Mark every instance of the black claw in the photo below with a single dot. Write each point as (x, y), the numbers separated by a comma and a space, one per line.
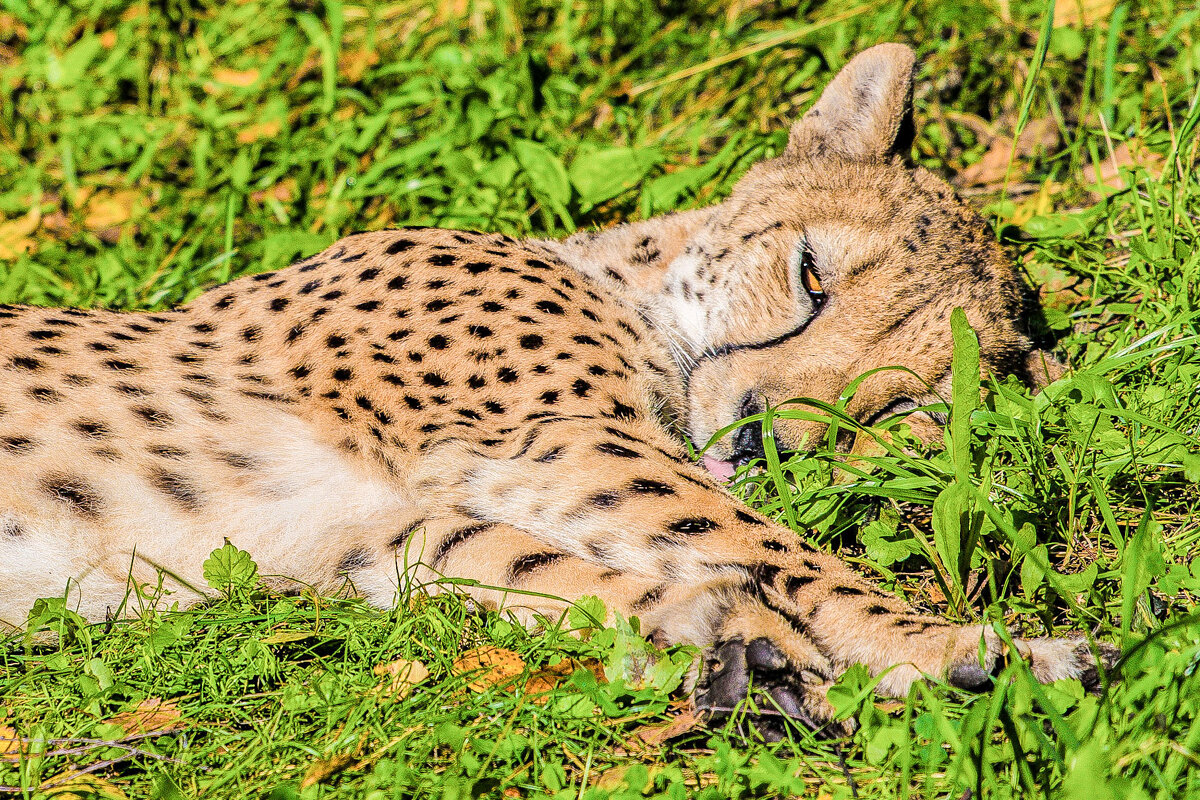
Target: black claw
(732, 667)
(970, 677)
(1092, 674)
(762, 655)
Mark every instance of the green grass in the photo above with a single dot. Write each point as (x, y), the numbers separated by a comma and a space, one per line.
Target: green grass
(151, 149)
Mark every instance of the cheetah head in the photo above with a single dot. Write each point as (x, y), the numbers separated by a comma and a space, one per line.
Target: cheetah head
(833, 260)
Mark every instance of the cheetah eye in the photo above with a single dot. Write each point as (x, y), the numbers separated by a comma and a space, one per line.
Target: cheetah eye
(811, 280)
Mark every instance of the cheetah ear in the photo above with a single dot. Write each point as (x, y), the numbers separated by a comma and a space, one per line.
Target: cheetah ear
(865, 112)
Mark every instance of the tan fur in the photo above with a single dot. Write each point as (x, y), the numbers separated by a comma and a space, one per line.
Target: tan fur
(421, 403)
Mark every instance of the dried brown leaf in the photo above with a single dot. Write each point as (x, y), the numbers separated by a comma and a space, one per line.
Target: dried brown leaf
(400, 677)
(1081, 12)
(240, 78)
(15, 234)
(328, 768)
(151, 715)
(489, 667)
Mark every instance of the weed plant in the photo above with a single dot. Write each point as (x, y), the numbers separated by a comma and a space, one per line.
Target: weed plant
(149, 150)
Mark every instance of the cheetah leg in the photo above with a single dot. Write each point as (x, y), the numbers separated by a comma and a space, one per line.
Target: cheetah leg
(627, 503)
(751, 648)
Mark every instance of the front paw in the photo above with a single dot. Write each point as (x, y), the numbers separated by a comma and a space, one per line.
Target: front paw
(1072, 657)
(780, 692)
(1048, 659)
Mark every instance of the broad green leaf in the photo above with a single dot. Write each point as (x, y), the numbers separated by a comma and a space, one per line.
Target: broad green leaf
(603, 174)
(231, 570)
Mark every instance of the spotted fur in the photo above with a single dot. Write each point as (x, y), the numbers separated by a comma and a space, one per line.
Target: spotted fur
(419, 403)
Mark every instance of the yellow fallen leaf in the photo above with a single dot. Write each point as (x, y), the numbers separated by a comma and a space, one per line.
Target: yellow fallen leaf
(283, 637)
(655, 735)
(151, 715)
(240, 78)
(325, 769)
(401, 677)
(109, 209)
(15, 234)
(259, 131)
(10, 743)
(84, 787)
(1081, 12)
(353, 64)
(489, 667)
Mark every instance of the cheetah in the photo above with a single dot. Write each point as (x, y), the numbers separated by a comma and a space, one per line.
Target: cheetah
(414, 404)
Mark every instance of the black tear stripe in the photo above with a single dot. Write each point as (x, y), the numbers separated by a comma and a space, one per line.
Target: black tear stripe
(456, 537)
(653, 596)
(526, 565)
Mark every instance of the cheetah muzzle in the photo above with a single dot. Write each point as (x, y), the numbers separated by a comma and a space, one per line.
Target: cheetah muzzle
(418, 403)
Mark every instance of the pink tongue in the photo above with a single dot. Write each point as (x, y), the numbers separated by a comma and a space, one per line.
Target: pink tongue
(721, 469)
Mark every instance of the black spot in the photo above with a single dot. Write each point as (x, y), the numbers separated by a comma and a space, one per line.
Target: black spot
(17, 444)
(46, 395)
(613, 449)
(647, 486)
(651, 597)
(93, 429)
(604, 499)
(479, 331)
(797, 582)
(622, 411)
(550, 455)
(525, 565)
(355, 559)
(750, 519)
(75, 493)
(27, 362)
(693, 525)
(454, 539)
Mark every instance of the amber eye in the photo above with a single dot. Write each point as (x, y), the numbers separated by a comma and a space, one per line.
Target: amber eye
(811, 280)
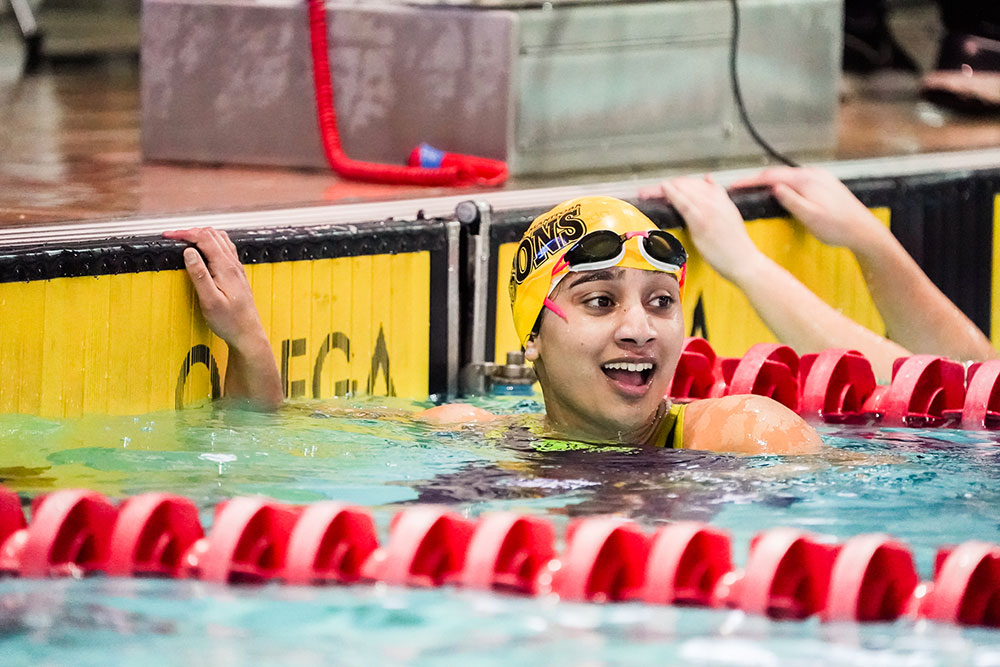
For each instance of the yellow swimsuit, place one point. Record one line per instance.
(671, 433)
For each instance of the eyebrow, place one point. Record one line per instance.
(591, 276)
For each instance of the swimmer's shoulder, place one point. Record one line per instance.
(747, 424)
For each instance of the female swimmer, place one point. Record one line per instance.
(596, 290)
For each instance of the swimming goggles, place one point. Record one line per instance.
(603, 249)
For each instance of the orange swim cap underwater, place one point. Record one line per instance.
(538, 262)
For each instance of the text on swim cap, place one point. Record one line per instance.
(548, 237)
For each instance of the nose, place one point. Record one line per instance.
(635, 328)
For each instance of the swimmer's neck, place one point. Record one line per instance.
(572, 428)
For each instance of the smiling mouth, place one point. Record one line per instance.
(629, 374)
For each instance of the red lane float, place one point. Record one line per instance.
(69, 534)
(248, 542)
(331, 542)
(787, 576)
(604, 561)
(966, 588)
(508, 552)
(835, 385)
(697, 374)
(924, 389)
(686, 561)
(151, 535)
(768, 369)
(427, 547)
(982, 398)
(11, 516)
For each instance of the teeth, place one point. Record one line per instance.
(625, 366)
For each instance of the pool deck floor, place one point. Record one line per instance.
(70, 150)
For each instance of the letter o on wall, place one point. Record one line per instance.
(199, 354)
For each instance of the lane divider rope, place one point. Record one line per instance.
(788, 573)
(838, 385)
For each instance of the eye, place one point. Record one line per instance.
(662, 301)
(601, 301)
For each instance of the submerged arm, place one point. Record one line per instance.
(228, 306)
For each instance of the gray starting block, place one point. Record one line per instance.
(551, 88)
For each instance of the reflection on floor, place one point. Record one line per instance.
(69, 148)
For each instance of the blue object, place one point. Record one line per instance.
(513, 390)
(430, 157)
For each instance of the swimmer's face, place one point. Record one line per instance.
(606, 368)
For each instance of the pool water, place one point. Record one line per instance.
(926, 487)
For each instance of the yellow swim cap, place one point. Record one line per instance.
(538, 258)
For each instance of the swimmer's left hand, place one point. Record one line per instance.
(714, 223)
(228, 307)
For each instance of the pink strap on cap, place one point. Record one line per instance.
(548, 303)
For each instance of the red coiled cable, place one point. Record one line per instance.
(456, 169)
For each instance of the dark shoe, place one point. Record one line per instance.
(968, 76)
(869, 47)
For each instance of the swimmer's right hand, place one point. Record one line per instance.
(822, 203)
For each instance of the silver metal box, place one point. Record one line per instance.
(549, 89)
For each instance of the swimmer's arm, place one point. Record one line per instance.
(789, 309)
(747, 425)
(455, 413)
(916, 313)
(229, 309)
(801, 319)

### Task goal
Please change "swimmer's" to "athlete's" in the records starting at the line that contains "For each instance of the gray" and ending at the last line of the records. Give those lines again, with everything else unchanged.

### Answer below
For each instance of the gray starting block, place one point. Record one line per instance.
(551, 88)
For each instance of the reflection on floor, place one point. Record one line per instance.
(69, 148)
For each instance of the blue object, place one point. Record one line per instance.
(513, 390)
(430, 157)
For each instance of the athlete's face, place one point. Record one line per instance.
(606, 368)
For each instance of the pool water, place one point. Record one line per instance.
(926, 487)
For each instance of the yellow swim cap, place one point. Record one line per instance.
(538, 258)
For each instance of the athlete's left hand, place one point. Record one line per instance.
(714, 223)
(228, 307)
For each instance of the pink strap on cap, place one point. Record one line per instance.
(548, 303)
For each instance of the red coiled cable, place one point. Record one line per instance.
(456, 169)
For each instance of the dark shoe, place one point. Record one line per instance.
(968, 76)
(869, 47)
For each instance of the athlete's right hand, place one point. Record one line per instance.
(822, 203)
For each instance of the silver metal box, place one point. Record one line per instance.
(549, 89)
For each instance of the athlete's arm, place one point. Record one line per instance.
(789, 309)
(747, 425)
(455, 413)
(916, 313)
(229, 309)
(801, 319)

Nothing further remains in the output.